[Listing from a point labeling set]
********************
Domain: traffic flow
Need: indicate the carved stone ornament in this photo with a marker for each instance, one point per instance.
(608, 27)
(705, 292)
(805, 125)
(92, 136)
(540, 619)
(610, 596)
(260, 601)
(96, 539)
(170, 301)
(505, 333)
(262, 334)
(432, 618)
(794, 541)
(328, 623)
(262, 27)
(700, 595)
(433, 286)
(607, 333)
********************
• **WRITTEN INSTRUCTION**
Please repeat every line of the listing above, word for word and unchanged.

• **PROBLEM SOLUTION**
Domain: traffic flow
Need: indicate the carved stone ornament in this photo with a marker for each instance, one point per instance.
(608, 27)
(705, 292)
(805, 125)
(92, 136)
(540, 619)
(610, 596)
(260, 601)
(96, 539)
(170, 301)
(505, 333)
(262, 334)
(432, 618)
(794, 541)
(328, 623)
(262, 27)
(700, 595)
(433, 286)
(607, 333)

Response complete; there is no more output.